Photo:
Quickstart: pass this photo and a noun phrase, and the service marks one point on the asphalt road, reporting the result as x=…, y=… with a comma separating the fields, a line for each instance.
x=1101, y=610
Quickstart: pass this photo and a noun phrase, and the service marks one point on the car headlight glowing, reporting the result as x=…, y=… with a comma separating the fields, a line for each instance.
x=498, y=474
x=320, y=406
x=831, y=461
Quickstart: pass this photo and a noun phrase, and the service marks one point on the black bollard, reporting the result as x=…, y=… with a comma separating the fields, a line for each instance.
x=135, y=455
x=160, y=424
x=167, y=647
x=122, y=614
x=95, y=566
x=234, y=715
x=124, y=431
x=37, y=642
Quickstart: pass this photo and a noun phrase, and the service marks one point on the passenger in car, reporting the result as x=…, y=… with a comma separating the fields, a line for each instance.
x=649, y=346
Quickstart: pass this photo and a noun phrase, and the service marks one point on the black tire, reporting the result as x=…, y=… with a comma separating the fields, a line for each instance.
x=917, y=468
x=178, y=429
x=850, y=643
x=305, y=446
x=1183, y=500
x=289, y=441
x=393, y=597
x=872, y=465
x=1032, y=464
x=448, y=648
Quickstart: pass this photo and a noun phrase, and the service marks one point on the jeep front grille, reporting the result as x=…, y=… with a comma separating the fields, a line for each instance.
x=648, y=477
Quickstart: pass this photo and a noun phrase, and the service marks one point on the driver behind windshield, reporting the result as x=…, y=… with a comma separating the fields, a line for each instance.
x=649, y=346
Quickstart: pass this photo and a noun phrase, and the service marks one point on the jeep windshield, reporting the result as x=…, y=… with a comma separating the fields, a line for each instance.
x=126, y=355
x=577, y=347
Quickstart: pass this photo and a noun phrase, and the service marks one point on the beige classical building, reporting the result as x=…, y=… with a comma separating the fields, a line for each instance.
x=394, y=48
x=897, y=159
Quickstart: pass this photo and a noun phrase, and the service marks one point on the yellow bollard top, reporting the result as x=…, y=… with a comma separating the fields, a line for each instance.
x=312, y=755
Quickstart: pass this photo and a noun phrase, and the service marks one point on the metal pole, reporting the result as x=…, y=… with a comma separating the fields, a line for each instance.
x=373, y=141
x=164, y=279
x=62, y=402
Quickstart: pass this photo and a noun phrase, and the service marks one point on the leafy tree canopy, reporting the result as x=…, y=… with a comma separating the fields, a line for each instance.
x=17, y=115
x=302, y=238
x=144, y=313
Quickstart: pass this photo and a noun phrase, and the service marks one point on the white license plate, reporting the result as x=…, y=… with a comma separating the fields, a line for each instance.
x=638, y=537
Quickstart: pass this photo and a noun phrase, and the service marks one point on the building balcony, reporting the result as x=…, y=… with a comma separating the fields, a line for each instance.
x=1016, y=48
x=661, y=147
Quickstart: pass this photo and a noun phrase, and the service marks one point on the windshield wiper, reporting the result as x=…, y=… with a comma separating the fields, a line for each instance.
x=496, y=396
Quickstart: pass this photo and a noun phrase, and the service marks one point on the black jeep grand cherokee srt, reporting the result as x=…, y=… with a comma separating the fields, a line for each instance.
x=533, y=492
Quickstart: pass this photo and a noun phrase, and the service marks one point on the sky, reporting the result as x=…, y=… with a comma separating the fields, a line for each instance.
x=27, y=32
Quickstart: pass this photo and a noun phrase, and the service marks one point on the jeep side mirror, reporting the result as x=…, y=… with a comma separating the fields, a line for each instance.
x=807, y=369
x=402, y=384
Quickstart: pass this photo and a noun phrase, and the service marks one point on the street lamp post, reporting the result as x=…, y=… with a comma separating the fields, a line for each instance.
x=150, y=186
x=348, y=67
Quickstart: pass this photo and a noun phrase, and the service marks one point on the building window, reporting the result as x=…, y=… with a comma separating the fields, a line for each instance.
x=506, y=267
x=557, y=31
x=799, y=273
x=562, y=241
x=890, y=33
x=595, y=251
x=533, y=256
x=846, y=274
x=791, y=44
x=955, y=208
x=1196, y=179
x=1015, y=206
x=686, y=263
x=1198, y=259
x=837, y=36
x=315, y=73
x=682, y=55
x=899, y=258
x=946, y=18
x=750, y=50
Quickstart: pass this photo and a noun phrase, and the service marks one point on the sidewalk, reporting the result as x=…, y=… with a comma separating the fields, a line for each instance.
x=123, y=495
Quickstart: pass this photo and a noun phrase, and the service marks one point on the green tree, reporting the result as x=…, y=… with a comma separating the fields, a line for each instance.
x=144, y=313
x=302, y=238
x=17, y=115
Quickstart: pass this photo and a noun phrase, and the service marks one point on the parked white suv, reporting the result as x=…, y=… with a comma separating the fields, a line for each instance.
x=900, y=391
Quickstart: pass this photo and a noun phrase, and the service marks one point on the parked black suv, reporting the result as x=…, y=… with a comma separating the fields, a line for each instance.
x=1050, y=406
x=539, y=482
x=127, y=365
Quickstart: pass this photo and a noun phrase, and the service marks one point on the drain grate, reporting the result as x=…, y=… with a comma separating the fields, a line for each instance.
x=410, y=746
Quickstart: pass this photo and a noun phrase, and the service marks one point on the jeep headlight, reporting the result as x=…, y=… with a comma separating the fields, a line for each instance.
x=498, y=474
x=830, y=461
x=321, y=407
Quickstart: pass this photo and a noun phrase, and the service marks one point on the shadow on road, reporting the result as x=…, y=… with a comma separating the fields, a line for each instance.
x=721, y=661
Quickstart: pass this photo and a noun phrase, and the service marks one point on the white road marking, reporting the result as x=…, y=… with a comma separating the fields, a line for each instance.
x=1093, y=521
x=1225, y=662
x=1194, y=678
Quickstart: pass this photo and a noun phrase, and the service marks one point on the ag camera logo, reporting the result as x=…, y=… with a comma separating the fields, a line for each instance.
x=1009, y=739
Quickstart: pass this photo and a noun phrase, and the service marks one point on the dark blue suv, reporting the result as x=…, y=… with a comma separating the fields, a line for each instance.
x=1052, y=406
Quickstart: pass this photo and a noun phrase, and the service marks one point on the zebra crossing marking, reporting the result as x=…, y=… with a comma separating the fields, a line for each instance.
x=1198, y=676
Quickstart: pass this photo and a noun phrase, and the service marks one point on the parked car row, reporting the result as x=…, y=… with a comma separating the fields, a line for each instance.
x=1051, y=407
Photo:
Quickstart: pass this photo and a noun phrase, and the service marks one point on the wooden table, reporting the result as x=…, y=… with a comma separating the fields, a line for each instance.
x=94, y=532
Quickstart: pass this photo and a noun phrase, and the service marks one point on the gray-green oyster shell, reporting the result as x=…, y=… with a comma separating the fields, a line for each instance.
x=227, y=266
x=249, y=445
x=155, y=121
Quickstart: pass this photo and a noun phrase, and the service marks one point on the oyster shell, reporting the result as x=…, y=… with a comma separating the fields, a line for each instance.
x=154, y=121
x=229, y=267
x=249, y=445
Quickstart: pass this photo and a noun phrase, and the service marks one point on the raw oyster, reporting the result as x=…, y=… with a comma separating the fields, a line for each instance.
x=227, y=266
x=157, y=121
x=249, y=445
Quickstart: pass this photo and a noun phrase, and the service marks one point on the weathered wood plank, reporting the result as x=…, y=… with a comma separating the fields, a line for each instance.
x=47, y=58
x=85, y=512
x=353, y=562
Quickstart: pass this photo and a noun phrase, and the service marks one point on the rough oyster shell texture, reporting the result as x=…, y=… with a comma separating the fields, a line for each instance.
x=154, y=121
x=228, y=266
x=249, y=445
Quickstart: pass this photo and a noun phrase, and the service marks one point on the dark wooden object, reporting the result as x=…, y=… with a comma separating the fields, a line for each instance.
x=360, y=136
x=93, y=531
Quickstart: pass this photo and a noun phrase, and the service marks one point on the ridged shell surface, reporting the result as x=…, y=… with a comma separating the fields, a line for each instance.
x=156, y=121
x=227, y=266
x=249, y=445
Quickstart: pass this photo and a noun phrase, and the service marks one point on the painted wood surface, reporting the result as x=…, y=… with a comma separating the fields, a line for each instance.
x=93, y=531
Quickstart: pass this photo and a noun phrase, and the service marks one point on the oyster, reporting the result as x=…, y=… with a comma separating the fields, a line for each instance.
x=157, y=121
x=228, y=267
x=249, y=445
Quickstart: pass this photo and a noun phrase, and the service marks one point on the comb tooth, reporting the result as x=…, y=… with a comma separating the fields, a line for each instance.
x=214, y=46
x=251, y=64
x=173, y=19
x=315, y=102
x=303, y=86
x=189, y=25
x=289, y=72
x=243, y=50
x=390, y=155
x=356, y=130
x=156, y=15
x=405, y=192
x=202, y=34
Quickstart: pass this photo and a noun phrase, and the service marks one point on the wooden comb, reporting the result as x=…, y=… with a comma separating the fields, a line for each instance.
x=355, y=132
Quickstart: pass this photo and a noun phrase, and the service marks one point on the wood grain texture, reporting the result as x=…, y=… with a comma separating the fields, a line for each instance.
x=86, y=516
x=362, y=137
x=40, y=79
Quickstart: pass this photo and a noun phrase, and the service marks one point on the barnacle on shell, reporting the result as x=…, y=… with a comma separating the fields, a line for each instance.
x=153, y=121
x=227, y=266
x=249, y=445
--------------------------------------------------
(EXERCISE):
Beginning with the line that contains "wooden comb, reporting", return every line through the end of the data above, exactly as written.

(SOLUTION):
Quickstart: pass this photo and a noun phrase, and the service marks one point on the wooden comb, reporting the result as x=…, y=… with a comma separating the fields, a line for each instance.
x=355, y=132
Quickstart: pass this photo and a noun phrase, and the service marks one point on the wood grain texture, reporting the result as x=…, y=… with a comma separating the fields, a line for each instance.
x=86, y=516
x=362, y=137
x=40, y=79
Quickstart: pass this photo and a noun phrase, and the service marks one point on the barnacle on shell, reporting the result as x=…, y=… with a comma separating the fields, a line for each instance.
x=153, y=121
x=227, y=266
x=249, y=445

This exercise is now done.